Отрывок>
┌────────
В это же самое время справлялись Неронии — праздник, аналогичный Олимпийским играм, только не в честь Зевса, а в честь Нерона. Ораторы, выступавшие там, изощрялись в раболепии, красноречии и лести на тему, что сама Мать-Земля возлюбила Нерона и римский народ паче других своих детей и одарила своими африканскими богатствами. Пропаганда была столь мощной, что в Риме не осталось ни одного здравомыслящего человека, все поверили в сокровища Дидоны. Не найти их уже было и нельзя, так как Нерон, не дожидаясь результата, истратил на игры в свою честь и раздарил любимчикам и народу весь остаток государственной казны. Он и раньше сорил народными деньгами без совести и устали, а тут траты его стали просто безудержны. «И ожидание несметных богатств стало одной из причин обнищания государства», — с грустью писал Тацит.

Цезеллий же Басс, прибыв на родину, с помощью прикомандированной к нему когорты преторианцев согнал местных жителей и деятельно принялся рыть землю их руками. Каждый раз, переходя на новое место, он клятвенно заверял, что именно здесь находится искомая пещера. Солдаты и крестьяне перекопали весь его надел на два человеческих роста в глубину, затем землю его соседей, затем — землю соседей соседей. Будь Басс поумней или не настолько сумасшедшим, он сказал бы, что виной всему колдовство и чары: соблазнили и не отдали. Он же ходил изумленный более других, пока однажды не заявил:

«Удивительное и небывалое дело! Все мои предыдущие сновидения неизменно сбывались. И вот впервые Морфей обманул меня».

Тут наконец посланные поняли, с кем имеют дело, и прекратили поиск. По одной из версий, Басс из страха перед возмездием сам покончил с собой, по другой, его бросили в темницу, но впоследствии, признав невменяемым, выпустили, конфисковав все имущество на оплату раскопочных работ.

Конец этой истории наиболее грустный.

Обеднев почти до нищеты, задерживая жалованье солдатам и выплату наград ветеранам, Нерон перешел к вымогательствам и убийствам, действуя откровенно грабительскими методами. Он принял закон о завещаниях, по которому наследовал не половину, как принцепс и как раньше, а пять шестых; если же в завещании обнаруживалась какая-либо скрытая неблагодарность в отношении его, он забирал все. А чтобы такая неблагодарность обязательно обнаруживалась, он постановил, чтобы закону об оскорблении величества подлежали любые слова, на которые только сыщется обвинитель. Таких стукачей-обвинителей он награждал подачками, поэтому количество их быстро выросло, а Рим онемел.
└────────
Задание A>
Ответь на вопросы по отрывку:
(i) В честь кого справлялись Неронии?
(ii) На какую глубину солдаты и крестьяне перекопали надел Басса?
(iii) Какую долю наследства забирал Нерон по новому закону о завещаниях?

Записи>
┌────────
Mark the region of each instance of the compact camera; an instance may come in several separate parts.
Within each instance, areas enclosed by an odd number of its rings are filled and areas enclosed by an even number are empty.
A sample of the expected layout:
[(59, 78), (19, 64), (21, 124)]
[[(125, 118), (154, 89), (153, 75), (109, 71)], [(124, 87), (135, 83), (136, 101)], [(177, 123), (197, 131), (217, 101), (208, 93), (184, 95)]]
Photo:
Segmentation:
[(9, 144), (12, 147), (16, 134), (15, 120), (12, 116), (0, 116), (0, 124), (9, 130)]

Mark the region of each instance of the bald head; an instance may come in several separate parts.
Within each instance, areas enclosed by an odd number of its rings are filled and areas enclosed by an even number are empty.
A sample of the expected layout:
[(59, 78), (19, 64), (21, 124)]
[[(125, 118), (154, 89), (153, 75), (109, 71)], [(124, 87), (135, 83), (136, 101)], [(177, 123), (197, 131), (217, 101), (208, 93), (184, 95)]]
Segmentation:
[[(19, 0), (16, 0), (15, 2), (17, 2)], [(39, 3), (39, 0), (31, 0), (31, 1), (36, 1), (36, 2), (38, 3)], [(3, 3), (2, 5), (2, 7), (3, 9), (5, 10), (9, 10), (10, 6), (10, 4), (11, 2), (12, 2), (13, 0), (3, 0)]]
└────────
Задание B> Выпиши из записей все строки, где встречается слово «separate».

Ответ A>
(i) В честь Нерона.
(ii) На два человеческих роста.
(iii) Пять шестых.

Ответ B>
Mark the region of each instance of the compact camera; an instance may come in several separate parts.
Mark the region of each instance of the bald head; an instance may come in several separate parts.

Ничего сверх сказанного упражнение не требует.